# [TEXTE SOURCE]

┄┄┄┄┄┄┄┄┄┄

Depuis la signature de l’accord avec l’Union européenne sur la lutte contre l’immigration, le 7 mars 2024, de nombreuses voix avaient alerté sur ses conséquences néfastes. Aujourd’hui, ces avertissements se confirment, et notre pays subit déjà les effets désastreux de cet engagement.
Notre pays est désormais perçu comme un simple garde-frontières de l’Union européenne, réprimant nos frères africains pour les empêcher de migrer.
La mise en œuvre de cet accord a exposé l’ampleur de la corruption au sein de l’État. L’implication avérée de certains agents dans la traite des êtres humains, ainsi que l’utilisation de ressources publiques – y compris des ambulances – à cette fin, en sont des preuves accablantes.
La forte augmentation du nombre de migrants dans nos villes a alimenté des discours chauvinistes et la propagation de théories du complot. Face à cette situation, l’incapacité des autorités à gérer la crise avec responsabilité est particulièrement préoccupante.
Le gouvernement tente de minimiser la portée de cet engagement en avançant des arguments fallacieux. Il prétend que l’accord n’est pas juridiquement contraignant, alors même qu’il s’emploie activement à en exécuter les obligations.
L’opinion publique se souvient encore des propos du ministre des Affaires étrangères devant le Parlement, le 16 novembre 2023, lorsqu’il déclarait fièrement : “Notre pays est la première ligne de défense des frontières espagnoles face à l’immigration et au terrorisme.” Pourtant, ces mêmes autorités se montrent incapables de défendre les frontières de notre propre pays, où nos compatriotes ont été tués, en plein jour, par des forces étrangères.

┄┄┄┄┄┄┄┄┄┄

# [DONNÉES FOURNIES]

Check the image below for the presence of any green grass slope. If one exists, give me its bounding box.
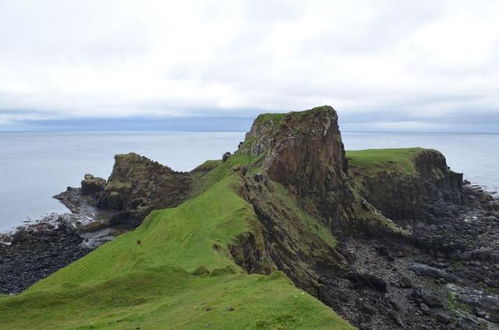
[0,174,352,329]
[346,148,426,175]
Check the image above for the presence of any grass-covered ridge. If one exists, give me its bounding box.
[0,169,352,329]
[346,148,426,175]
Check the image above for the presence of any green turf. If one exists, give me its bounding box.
[346,148,425,175]
[0,174,352,329]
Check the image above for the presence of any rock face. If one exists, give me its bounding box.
[31,106,499,329]
[349,148,464,221]
[97,153,191,226]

┄┄┄┄┄┄┄┄┄┄

# [DÉFI A]
Modifiez les entrées situées entre la ligne contenant « Check the image above for the presence of any rock » et la fin des entrées, ces deux bornes comprises, en remplaçant « rock face » par « cliff » sans rien changer d'autre, puis recopiez ces seules lignes.
# [DÉFI B]
Poursuivez le texte consacré à l'accord migratoire signé avec l'Union européenne à partir de l'endroit où il s'arrête.
Le texte et les entrées n'ont aucun lien entre eux.

# [RÉPONSE A]
Check the image above for the presence of any cliff. If one exists, give me its bounding box.
[31,106,499,329]
[349,148,464,221]
[97,153,191,226]

# [RÉPONSE B]
Jouer le rôle de garde-frontières de l’Europe traduit une incompréhension des réalités géopolitiques et un manque de vision stratégique face au défi migratoire.
L’immigration est un problème global qui ne saurait être résolu par la seule répression. Une solution durable passe par une coopération fondée sur la solidarité et les intérêts mutuels entre l’Afrique et l’Europe.
Pourquoi le monde accepte-t-il la libre circulation des capitaux, des entreprises et des marchandises tout en entravant celle des personnes ? Devons-nous nous résigner à ce que les Africains ne soient bons qu’à financer les économies des pays riches et à consommer leurs produits, souvent issus des ressources africaines transformées ailleurs ?
Contrairement à notre pays, aucun de nos voisins – qu’ils partagent des frontières avec des pays sources de migration (comme la Libye avec le Tchad, le Niger et le Soudan) ou non (comme la Tunisie et le Maroc) – n’a accepté de se soumettre à une telle servitude.
Pourquoi notre pays accepte-t-il de mettre en œuvre des mesures que les tribunaux européens eux-mêmes ont jugées contraires au droit international des réfugiés et aux droits humains ?
Plutôt que de réprimer les migrants, il est impératif de s’attaquer aux causes profondes de l’exode : favoriser le développement dans les pays d’origine, mettre fin aux conflits qui les ravagent et cesser de soutenir les régimes qui persécutent leurs citoyens.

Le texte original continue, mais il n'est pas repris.